### [AIM OF THE EXERCISE]
Please arrange every line of the records below into a JSON list of strings, with one string per line and blank lines omitted.

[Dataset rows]
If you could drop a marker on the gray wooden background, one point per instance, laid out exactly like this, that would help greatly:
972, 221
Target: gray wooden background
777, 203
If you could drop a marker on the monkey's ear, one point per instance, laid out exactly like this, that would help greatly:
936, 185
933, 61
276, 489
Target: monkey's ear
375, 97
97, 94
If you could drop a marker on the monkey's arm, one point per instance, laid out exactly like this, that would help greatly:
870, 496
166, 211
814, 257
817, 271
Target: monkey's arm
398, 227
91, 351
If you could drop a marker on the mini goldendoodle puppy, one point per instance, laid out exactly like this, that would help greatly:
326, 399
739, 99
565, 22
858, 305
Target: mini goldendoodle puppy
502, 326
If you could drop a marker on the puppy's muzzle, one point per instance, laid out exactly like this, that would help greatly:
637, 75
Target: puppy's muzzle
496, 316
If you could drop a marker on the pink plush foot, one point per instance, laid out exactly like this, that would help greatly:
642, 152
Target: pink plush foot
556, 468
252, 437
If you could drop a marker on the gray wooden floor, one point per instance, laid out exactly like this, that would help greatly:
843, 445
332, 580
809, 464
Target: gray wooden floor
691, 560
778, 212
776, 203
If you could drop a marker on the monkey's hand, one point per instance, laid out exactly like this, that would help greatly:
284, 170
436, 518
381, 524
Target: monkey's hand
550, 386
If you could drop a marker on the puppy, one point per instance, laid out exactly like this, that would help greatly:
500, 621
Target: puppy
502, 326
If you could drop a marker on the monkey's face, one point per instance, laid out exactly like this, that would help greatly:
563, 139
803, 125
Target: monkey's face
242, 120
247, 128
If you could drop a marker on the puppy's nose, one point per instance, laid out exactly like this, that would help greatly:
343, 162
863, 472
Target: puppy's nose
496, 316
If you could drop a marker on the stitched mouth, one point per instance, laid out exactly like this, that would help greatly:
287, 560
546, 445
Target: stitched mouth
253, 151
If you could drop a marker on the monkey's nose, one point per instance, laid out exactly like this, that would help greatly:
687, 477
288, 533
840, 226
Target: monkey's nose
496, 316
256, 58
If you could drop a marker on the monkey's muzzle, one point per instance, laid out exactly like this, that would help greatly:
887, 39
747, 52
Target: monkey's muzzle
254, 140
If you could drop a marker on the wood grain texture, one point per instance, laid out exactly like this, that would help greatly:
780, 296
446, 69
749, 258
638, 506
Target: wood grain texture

### [WRITTEN ANSWER]
[
  "If you could drop a marker on the gray wooden background, one point per instance, laid out exactly like this, that would help greatly:",
  "972, 221",
  "Target: gray wooden background",
  "777, 203",
  "If you could drop a marker on the monkey's ear, one point per instance, laid out exactly like this, that would help greatly:",
  "936, 185",
  "933, 61",
  "276, 489",
  "Target: monkey's ear",
  "375, 97",
  "97, 94",
  "If you could drop a marker on the monkey's arm, one point per instance, laid out exactly like this, that would help greatly:",
  "870, 496",
  "166, 211",
  "814, 257",
  "817, 271",
  "Target: monkey's arm",
  "398, 227",
  "91, 351",
  "If you could drop a marker on the mini goldendoodle puppy, one point per instance, laid out exactly like this, that would help greatly:",
  "326, 399",
  "739, 99",
  "565, 22",
  "858, 305",
  "Target: mini goldendoodle puppy",
  "502, 326",
  "If you could drop a marker on the puppy's muzzle, one point per instance, laid out exactly like this, that would help greatly:",
  "637, 75",
  "Target: puppy's muzzle",
  "496, 316",
  "If you could drop a marker on the pink plush foot, one point per instance, laid out exactly like this, that would help greatly:",
  "642, 152",
  "Target: pink plush foot",
  "556, 468",
  "252, 437",
  "If you could drop a marker on the gray wooden floor, one point per instance, laid out exactly like this, that would help greatly:",
  "843, 445",
  "332, 580",
  "809, 464",
  "Target: gray wooden floor",
  "691, 560",
  "778, 212",
  "776, 203",
  "If you could drop a marker on the monkey's hand, one point per instance, laid out exactly like this, that would help greatly:",
  "284, 170",
  "436, 518",
  "381, 524",
  "Target: monkey's hand",
  "550, 386",
  "If you could drop a marker on the puppy, one point per instance, laid out exactly like this, that would help greatly:",
  "500, 621",
  "Target: puppy",
  "502, 326",
  "If you could drop a marker on the monkey's face, one point per instance, laid out exactly like this, that would help greatly:",
  "563, 139",
  "803, 125",
  "Target: monkey's face",
  "242, 120",
  "247, 128",
  "If you could drop a marker on the puppy's nose, one point per instance, laid out exactly like this, that would help greatly:",
  "343, 162",
  "863, 472",
  "Target: puppy's nose",
  "496, 316",
  "If you could drop a marker on the stitched mouth, one point per instance, laid out exactly like this, that would help greatly:",
  "287, 560",
  "546, 445",
  "Target: stitched mouth",
  "253, 151",
  "If you could drop a marker on the monkey's nose, one point per instance, laid out exactly like this, that would help greatly:",
  "687, 477",
  "288, 533",
  "840, 226",
  "Target: monkey's nose",
  "496, 316",
  "256, 58",
  "If you could drop a marker on the monkey's muzzle, one point per instance, laid out exactly like this, that would help greatly:",
  "887, 39",
  "747, 52",
  "Target: monkey's muzzle",
  "254, 140",
  "If you could drop a marker on the wood grain texture, one point per instance, laid out exactly like this, that would help greatly:",
  "780, 296",
  "446, 69",
  "749, 258",
  "638, 506",
  "Target: wood grain texture"
]